Monday, December 12, 2005

lots of stuff to blog about

where to start?
1. today i worked at pearl street cafe. the last time i worked there was in august. today was so much fun. i thought i'd be dishpit all day, but really i worked window (sous-chef) and random kitchen prep...and THEN did dishes. (10 hours there) it was really cool working with dave and paul: they've got about 6 years experience working together, so it was fun to watch them cook up food for a table of 4, then 10, then 6, all in the same half hour--they were rushing around everywhere and not even speaking, they know eachother so well. and they love cooking and being busy. so i asked them if they ever fight...they agreed they're pretty much like any normal couple with the usual bickering...:D anyways it was weird being back at PSC---felt like i'd never left, and also at the same time like it's been more than just 4 months since i last worked there. gotta love the old dishpit. i really can do it with my eyes closed and everything---no problem at all. it's like a dance! (white girl, can't dance)
2. was going to be all about this comment that a friend of mine made. he told me yesterday that he and his friend decided (like a year ago!) that i would be a good candidate for 'casual dating' (in other words, "let's go out on a date or two but none of this crazy intense relationship business") so i'm still not entirely sure what i think about this. nice that i'm someone that they'd want to spend time with...yet, not someone to commit to in a relationship? i dunno if that's so nice. although i guess that comes later after the dating stage, eh. so what happened to all the dates then!? *as i sit here at home by myself on a friday night* sometimes being single can be a little frustrating.

Given entries:
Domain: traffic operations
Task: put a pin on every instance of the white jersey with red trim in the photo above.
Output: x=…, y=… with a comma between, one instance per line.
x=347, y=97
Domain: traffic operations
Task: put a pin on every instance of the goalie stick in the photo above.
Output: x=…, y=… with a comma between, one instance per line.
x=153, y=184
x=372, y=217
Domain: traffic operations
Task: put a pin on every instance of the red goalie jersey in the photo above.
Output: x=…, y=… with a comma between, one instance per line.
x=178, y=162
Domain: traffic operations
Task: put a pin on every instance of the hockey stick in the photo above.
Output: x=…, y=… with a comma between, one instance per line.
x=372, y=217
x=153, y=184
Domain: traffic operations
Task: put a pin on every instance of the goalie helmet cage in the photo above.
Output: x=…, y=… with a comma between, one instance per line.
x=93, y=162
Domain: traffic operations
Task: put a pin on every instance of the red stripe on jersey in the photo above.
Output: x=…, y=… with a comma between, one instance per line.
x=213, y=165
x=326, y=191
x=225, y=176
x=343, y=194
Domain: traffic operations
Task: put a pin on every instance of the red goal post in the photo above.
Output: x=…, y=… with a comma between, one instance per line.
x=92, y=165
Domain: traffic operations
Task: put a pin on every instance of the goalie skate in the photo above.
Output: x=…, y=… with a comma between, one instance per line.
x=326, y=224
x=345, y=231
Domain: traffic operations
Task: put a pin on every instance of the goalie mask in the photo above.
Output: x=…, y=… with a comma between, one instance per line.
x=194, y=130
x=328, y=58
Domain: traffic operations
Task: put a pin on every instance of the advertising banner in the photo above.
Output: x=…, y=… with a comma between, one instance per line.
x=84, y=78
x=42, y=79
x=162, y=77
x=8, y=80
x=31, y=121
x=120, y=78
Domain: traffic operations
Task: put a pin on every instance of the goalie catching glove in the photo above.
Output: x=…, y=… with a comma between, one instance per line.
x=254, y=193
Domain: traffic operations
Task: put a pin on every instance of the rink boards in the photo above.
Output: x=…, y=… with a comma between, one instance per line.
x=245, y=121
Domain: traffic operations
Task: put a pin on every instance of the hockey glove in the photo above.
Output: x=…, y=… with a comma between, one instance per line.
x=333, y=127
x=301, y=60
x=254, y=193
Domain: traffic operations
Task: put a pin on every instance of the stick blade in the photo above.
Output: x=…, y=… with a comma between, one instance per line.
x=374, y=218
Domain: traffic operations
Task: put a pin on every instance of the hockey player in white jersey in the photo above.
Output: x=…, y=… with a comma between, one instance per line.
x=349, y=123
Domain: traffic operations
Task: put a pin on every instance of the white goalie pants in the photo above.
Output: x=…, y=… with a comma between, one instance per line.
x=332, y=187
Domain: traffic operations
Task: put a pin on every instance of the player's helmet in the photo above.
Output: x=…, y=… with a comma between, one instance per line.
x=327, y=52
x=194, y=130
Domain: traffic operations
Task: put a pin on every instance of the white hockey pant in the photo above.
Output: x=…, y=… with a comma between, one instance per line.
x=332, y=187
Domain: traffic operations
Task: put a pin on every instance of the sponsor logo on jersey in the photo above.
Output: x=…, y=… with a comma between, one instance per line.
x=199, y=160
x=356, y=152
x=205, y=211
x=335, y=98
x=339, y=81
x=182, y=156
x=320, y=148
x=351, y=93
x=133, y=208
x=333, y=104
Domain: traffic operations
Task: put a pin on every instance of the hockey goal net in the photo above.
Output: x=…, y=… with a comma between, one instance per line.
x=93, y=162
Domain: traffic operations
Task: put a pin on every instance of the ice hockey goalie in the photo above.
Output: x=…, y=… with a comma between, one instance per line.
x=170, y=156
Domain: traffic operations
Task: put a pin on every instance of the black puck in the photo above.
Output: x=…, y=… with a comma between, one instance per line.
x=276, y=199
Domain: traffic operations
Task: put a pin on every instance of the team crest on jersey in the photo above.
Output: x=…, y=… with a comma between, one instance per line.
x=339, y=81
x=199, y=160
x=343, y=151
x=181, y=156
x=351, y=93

Instructions:
[1] According to the blog post, how were Dave and Paul able to rush around the kitchen cooking for several tables without speaking? Answer in one to three sentences.
[2] Answer these questions from the blog post:
(a) Before this day, when did the writer last work at Pearl Street Cafe?
(b) How many hours did the writer spend there on this day?
(c) How long ago did the friend and his friend decide that the writer would be a good candidate for casual dating?
[3] Carry on the blog post from its last sentence.
The rows play no part in any of the tasks.

Outputs by task:
[1] They could work that way because they know each other so well. They have about six years of experience working together.

[2]
(a) In August.
(b) Ten hours.
(c) About a year ago.

[3]
3. i went to church three times yesterday, and then i went 'out for beers' with some christian friends. how do we interpret the fourth commandment here? (according to the heidelberg catechism: 'first, that the ministry of the gospels and the schools be maintained and that, especially on the day of rest, i diligently attend the church of God to hear God's Word, to use the sacraments, to call publicly upon the Lord, and to give Christian offerings to the poor. Second, that all the days of my life i rest from my evil works, let the Lord work in me through His Holy Spirit, and so begin in this life the eternal sabbath.') says nothing in there about going out for dinner with some christian friends after a church service. i'm not sure about the belgic confession or the canons of dort (two other summaries of the bible that my church uses to outline the reformed faith) ...so i can't get this out of my head/heart, that i went out for supper on a sunday and that if someone in the canref church found out they'd talk to me and talk to the elders and make a stink. i understand the canref avoiding pharisee-ish lines and just staying away from the whole issue, but this seems pharisee-ish in itself! let's just shun people now because they put the garbage out on sunday night. really ultra-conservative. in some ways i respect that, but in most ways i just want to turn around and go right back out for dinner next sunday (instead, i'm going to a PARTY...boils down to the same thing?) i didn't skip church to go out for dinner. and i really could go on forever, i don't think i'll figure out any straight direct black and white theologically sound answer right now so let's just leave it at that, do a little praying, ok.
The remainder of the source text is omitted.